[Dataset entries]
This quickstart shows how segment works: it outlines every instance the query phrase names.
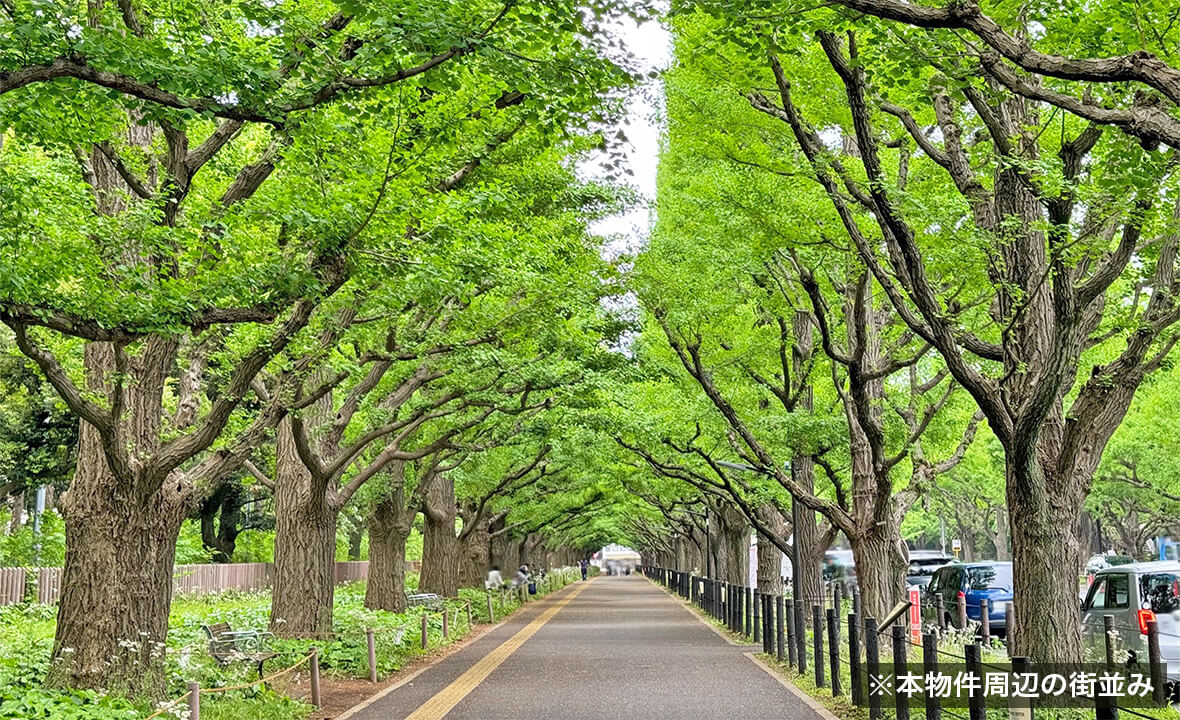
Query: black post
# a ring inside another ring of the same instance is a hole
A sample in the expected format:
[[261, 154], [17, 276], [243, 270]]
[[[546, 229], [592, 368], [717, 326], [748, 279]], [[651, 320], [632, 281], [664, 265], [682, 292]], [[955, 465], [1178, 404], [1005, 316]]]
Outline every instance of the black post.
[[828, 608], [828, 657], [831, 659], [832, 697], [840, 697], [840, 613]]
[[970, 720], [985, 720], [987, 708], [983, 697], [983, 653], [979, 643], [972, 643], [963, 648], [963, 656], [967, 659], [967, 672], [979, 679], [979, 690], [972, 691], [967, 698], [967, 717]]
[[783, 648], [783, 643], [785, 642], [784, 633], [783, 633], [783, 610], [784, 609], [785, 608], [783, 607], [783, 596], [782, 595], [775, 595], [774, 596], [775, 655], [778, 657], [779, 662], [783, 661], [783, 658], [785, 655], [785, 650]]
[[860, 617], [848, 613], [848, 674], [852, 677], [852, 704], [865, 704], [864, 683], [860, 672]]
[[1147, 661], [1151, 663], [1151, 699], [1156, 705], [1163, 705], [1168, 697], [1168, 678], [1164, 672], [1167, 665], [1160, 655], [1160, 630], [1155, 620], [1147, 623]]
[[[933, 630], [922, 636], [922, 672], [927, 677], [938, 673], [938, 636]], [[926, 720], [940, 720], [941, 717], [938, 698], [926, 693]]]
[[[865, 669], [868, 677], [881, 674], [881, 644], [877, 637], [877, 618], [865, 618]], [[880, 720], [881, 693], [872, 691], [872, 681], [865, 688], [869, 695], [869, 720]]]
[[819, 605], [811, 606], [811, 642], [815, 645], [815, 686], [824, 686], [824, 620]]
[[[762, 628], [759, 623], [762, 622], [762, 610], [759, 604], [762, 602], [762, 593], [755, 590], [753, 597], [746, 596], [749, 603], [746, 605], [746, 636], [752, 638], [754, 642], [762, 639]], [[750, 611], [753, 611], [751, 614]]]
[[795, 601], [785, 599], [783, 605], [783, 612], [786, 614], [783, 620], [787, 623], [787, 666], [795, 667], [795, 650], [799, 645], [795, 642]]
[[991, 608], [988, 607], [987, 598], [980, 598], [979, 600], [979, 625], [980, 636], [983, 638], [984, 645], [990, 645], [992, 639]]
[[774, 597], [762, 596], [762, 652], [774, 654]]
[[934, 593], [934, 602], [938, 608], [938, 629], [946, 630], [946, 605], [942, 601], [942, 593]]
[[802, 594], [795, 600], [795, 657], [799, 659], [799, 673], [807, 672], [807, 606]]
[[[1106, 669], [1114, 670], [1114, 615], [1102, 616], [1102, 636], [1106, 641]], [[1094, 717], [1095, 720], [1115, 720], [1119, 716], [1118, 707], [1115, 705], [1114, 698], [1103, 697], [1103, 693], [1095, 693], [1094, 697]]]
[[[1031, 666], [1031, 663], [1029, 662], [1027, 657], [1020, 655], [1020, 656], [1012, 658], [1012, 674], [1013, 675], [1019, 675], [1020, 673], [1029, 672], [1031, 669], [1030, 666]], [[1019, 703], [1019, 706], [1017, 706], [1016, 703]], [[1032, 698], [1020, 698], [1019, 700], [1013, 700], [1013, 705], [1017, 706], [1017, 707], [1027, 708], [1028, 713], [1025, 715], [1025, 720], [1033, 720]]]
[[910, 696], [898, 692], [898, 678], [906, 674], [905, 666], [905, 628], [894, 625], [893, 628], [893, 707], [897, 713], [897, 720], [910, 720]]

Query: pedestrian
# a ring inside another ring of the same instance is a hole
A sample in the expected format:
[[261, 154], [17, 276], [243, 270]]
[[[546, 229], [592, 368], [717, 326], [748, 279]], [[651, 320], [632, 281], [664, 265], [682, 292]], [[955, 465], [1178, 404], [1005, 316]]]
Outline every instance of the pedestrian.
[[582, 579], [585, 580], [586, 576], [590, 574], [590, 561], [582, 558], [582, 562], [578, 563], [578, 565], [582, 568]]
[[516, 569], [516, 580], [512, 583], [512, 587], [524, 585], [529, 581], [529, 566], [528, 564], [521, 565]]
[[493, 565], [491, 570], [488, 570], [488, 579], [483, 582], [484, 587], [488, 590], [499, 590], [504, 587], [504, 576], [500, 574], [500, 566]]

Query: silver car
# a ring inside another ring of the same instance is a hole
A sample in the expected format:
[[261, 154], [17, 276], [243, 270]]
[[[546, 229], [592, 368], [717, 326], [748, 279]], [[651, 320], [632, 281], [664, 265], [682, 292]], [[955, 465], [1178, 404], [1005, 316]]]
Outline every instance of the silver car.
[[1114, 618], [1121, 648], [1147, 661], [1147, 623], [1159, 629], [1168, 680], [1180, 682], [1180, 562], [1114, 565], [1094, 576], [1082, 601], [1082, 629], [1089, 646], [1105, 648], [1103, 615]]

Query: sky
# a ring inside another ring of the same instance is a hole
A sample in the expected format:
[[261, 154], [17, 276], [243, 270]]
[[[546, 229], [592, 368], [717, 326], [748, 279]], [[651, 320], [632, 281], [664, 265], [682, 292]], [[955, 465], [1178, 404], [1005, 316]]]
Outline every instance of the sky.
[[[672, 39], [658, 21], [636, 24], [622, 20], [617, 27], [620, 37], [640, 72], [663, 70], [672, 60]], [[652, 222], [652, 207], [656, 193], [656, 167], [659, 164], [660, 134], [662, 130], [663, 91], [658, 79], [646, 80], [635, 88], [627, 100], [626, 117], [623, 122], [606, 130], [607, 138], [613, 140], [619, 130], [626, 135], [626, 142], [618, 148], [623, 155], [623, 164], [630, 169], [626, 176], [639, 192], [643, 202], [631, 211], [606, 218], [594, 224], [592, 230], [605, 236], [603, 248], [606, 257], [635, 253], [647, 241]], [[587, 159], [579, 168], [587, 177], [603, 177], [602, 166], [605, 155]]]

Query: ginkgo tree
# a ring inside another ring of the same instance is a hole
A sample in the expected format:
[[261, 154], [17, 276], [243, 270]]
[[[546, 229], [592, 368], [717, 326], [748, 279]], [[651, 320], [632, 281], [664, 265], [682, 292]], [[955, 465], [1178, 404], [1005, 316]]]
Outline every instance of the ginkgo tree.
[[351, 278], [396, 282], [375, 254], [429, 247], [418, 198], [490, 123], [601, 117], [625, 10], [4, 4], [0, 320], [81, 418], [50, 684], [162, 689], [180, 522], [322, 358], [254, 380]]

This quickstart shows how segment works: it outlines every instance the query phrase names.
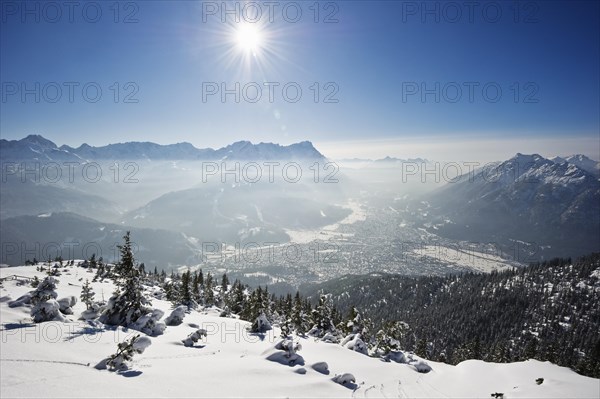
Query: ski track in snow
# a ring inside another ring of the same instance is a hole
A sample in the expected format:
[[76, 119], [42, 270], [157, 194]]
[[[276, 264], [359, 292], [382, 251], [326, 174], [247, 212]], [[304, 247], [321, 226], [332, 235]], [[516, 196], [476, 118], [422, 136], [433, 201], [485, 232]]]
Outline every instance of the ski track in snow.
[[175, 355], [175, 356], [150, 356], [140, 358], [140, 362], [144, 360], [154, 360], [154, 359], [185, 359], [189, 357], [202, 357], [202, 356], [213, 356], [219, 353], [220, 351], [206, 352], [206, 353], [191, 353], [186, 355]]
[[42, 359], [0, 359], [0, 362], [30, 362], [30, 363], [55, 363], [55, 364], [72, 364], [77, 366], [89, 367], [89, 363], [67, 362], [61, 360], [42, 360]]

--

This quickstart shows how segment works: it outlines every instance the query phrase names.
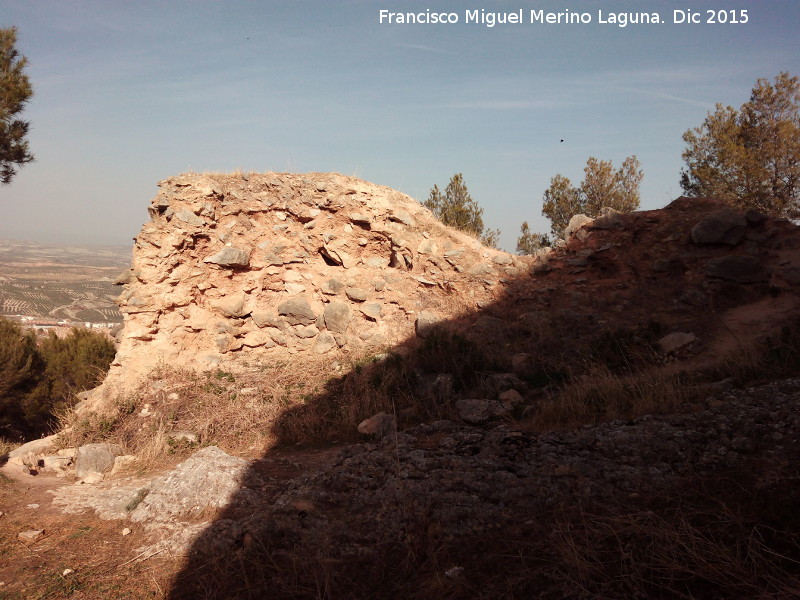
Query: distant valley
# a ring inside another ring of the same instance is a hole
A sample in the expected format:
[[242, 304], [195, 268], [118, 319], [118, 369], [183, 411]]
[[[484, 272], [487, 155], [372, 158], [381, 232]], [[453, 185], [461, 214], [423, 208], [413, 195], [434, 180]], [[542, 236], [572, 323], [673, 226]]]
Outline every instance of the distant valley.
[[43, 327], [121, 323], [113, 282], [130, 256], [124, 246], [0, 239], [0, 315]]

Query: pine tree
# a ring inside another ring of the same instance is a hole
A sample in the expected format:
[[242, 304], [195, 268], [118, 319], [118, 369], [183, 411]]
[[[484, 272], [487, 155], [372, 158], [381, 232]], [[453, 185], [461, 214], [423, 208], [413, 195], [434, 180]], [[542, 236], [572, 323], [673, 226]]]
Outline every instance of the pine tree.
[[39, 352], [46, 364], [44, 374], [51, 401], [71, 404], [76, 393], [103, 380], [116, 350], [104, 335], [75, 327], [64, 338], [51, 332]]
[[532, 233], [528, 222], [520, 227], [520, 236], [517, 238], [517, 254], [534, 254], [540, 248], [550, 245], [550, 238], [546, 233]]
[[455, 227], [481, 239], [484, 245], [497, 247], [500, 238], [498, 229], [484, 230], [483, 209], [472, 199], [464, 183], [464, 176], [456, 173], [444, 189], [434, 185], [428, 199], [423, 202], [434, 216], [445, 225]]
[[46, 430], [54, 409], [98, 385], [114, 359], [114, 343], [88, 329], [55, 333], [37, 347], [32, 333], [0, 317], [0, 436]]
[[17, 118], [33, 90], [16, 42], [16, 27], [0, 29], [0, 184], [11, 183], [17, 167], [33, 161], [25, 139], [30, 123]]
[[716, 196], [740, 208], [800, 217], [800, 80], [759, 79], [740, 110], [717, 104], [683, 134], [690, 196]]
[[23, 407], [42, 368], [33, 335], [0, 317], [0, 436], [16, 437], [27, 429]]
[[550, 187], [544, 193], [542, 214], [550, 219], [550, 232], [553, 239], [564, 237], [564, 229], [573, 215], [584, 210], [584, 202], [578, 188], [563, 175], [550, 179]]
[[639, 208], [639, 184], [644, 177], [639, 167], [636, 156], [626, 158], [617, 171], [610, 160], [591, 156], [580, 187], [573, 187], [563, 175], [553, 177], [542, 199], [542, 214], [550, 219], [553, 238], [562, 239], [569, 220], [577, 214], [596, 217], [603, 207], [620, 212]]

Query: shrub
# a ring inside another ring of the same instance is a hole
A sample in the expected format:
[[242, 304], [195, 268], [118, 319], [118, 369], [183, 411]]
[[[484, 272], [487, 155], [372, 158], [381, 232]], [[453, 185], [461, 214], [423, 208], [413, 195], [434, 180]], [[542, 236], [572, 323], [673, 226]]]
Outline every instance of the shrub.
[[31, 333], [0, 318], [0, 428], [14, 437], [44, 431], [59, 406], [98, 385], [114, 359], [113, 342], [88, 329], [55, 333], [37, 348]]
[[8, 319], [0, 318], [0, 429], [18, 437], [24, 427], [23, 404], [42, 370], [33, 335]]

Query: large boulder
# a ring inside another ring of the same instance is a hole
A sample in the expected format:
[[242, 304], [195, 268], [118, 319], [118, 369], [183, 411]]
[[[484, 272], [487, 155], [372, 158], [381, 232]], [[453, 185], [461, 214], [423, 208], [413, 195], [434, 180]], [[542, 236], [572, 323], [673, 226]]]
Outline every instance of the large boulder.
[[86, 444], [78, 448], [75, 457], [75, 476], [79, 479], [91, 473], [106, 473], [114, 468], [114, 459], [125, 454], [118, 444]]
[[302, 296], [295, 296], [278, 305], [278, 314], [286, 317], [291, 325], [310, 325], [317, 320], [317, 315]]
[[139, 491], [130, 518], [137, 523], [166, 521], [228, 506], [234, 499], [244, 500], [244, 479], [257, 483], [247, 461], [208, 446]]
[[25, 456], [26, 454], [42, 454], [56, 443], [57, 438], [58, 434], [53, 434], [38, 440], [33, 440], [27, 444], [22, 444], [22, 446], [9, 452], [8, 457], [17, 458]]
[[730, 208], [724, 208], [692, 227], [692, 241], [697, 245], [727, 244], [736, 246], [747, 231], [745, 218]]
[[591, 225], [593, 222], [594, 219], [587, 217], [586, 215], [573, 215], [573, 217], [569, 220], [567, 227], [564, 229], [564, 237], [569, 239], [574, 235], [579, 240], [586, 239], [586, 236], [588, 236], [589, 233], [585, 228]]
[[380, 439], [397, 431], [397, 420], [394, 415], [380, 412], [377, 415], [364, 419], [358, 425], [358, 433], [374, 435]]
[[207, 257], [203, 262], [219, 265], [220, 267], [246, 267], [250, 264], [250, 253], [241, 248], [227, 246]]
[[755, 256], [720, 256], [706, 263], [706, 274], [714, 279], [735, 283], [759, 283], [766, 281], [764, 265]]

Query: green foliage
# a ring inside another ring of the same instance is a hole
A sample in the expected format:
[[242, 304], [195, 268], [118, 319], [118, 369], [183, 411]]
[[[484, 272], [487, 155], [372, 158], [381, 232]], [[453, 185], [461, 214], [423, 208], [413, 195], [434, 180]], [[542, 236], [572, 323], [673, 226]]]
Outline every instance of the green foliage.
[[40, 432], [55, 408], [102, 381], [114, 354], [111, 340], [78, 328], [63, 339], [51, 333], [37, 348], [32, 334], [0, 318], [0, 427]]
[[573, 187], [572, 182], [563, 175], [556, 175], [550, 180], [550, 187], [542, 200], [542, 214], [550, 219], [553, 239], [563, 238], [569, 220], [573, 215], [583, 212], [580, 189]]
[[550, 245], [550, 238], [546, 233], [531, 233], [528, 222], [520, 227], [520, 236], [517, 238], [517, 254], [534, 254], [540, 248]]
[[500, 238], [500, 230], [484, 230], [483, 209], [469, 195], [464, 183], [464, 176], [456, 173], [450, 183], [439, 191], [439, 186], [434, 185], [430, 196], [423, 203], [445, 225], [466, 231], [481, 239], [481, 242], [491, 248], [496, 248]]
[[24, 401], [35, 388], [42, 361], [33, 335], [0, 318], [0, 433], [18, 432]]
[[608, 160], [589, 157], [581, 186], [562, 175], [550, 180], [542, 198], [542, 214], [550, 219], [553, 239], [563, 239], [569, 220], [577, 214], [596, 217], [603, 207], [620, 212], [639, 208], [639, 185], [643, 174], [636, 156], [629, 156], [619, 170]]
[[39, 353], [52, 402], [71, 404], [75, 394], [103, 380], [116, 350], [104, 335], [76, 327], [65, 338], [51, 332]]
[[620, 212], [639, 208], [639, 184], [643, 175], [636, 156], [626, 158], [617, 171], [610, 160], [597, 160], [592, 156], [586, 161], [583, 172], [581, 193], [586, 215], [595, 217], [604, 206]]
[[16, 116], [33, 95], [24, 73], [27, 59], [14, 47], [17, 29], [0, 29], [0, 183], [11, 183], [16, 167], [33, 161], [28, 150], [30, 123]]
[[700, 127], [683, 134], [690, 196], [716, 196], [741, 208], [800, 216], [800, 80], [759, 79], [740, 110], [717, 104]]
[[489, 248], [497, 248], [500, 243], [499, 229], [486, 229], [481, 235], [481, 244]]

ABOUT THIS EXERCISE: Copy the lines above exactly, beginning at the line that has "Query: ski track in snow" and stopping after the line that has "201], [485, 232]]]", and omit the rest.

SOLUTION FOR THIS EXERCISE:
Query: ski track in snow
# a ring inside another ring of the same instance is a hole
A sample in the expected format:
[[76, 119], [42, 270], [157, 194]]
[[[276, 264], [359, 292], [382, 251], [326, 174], [247, 212]], [[304, 247], [321, 226], [332, 235]], [[516, 196], [476, 118], [422, 136], [433, 201], [485, 232]]]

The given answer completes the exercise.